▼
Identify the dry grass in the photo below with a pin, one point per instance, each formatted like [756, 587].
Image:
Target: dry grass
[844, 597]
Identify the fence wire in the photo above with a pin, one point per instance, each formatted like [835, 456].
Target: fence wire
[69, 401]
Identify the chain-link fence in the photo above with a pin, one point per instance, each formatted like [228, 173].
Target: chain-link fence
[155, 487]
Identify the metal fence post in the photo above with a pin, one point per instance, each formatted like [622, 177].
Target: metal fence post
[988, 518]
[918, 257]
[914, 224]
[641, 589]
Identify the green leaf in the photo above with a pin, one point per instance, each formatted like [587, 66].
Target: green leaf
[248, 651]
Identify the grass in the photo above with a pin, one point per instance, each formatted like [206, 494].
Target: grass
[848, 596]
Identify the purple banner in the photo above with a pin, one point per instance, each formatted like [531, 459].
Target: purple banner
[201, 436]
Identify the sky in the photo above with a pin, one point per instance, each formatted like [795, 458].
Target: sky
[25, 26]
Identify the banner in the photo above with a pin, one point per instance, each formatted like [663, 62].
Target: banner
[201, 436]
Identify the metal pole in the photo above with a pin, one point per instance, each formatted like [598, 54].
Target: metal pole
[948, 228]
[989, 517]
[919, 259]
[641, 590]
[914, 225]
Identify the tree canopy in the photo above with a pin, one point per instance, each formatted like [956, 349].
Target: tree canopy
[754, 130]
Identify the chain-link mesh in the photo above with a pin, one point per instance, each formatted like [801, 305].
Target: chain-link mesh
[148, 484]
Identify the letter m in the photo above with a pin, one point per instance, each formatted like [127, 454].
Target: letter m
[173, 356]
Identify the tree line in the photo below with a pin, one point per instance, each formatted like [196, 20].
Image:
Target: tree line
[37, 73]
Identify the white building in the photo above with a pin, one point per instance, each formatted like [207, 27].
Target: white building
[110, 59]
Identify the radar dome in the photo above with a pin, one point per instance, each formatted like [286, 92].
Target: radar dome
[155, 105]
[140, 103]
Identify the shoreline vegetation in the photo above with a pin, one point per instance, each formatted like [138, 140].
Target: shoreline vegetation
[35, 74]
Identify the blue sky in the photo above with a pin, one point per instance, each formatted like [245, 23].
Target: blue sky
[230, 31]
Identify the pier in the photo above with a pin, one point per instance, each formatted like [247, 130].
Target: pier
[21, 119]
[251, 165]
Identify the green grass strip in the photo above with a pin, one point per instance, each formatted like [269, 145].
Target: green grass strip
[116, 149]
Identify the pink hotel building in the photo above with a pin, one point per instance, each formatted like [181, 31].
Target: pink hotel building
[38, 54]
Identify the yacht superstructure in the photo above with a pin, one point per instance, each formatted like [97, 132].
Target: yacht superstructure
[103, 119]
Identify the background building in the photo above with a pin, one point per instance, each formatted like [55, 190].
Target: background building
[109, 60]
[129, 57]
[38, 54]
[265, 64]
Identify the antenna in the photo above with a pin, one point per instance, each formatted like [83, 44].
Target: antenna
▲
**About this exercise**
Please transcribe the records in full, keeping every word as it is.

**Answer below**
Identify the dry grass in the photo below with a pin, one point per instance, each formatted like [756, 587].
Image:
Target: dry grass
[844, 597]
Identify the fence wire in the photo above with a pin, one point per instance, each formatted like [835, 456].
Target: fence wire
[69, 401]
Identify the chain-link fence in the photo above with a pin, one point per instance, each formatted like [228, 173].
Target: chain-link fence
[155, 487]
Identify the metal fence post in the photo above with a pin, one point per instance, each formatted like [622, 177].
Target: metal fence post
[988, 518]
[918, 257]
[914, 224]
[641, 589]
Identify the green leaf in the photo above with a pin, one point per instance, each formatted like [587, 66].
Target: green leaf
[248, 651]
Identify the grass in the photo above with a pin, one point per instance, each formatted like [206, 494].
Target: grass
[848, 596]
Identify the purple banner in the photo above with a pin, one point per instance, each formatted like [531, 459].
Target: purple banner
[201, 436]
Identify the sky in the photo above with a pin, one point per instance, each formatted like [795, 458].
Target: sky
[25, 26]
Identify the banner in the photo above with a pin, one point per instance, each formatted like [663, 62].
Target: banner
[201, 436]
Identify the metal pole in the photo above with a pin, one point per instance, each formatted like [598, 54].
Target: metal pole
[948, 228]
[989, 517]
[919, 259]
[641, 590]
[914, 225]
Identify the tree canopy in the photo above with a pin, one point per instance, each formatted like [956, 349].
Target: tree canopy
[754, 130]
Identify the chain-link mesh in the photo above with a pin, one point per instance, each formatted like [801, 305].
Target: chain-link mesh
[148, 484]
Identify the letter m in the photo above with a pin, one point per instance, each formatted like [127, 454].
Target: letter m
[173, 356]
Identify the tree line in the photo below with a pin, one point per instance, each formatted like [196, 20].
Image:
Target: tree line
[37, 73]
Identify the white building in the photo above with a pin, one point per instance, each formatted like [207, 27].
Target: white building
[110, 59]
Identify the radar dome in the photo above with a pin, one point per instance, each formatted like [286, 92].
Target: radar dome
[155, 105]
[140, 103]
Identify the shoreline vegetation in the photo above with a pin, one point per instance, each formatted like [138, 140].
Target: shoreline vegetation
[35, 74]
Identify the blue sky in the photo above with a pin, one point per instance, each formatted like [245, 23].
Target: blue sky
[230, 31]
Identify the pier in the photo above with a pin, one point per instance, each formatted like [247, 130].
Target: pier
[21, 119]
[251, 165]
Identify the green grass strip in the photo above with a pin, one point per instance, each formatted like [269, 145].
Target: green grass strip
[116, 149]
Identify the pink hotel building in the photo above with a pin, one point per instance, each formatted like [181, 31].
Target: pink hotel building
[38, 54]
Identify the yacht superstructure in the photo above with a pin, one point per instance, each formatted like [97, 132].
Target: yacht superstructure
[103, 119]
Identify the background building in the photo above with a pin, one point per instance, each formatted like [55, 190].
Target: background building
[109, 60]
[129, 57]
[38, 54]
[265, 64]
Identify the antenna in the photo above with a pin, one point per instance, each formatted like [83, 44].
Target: antenna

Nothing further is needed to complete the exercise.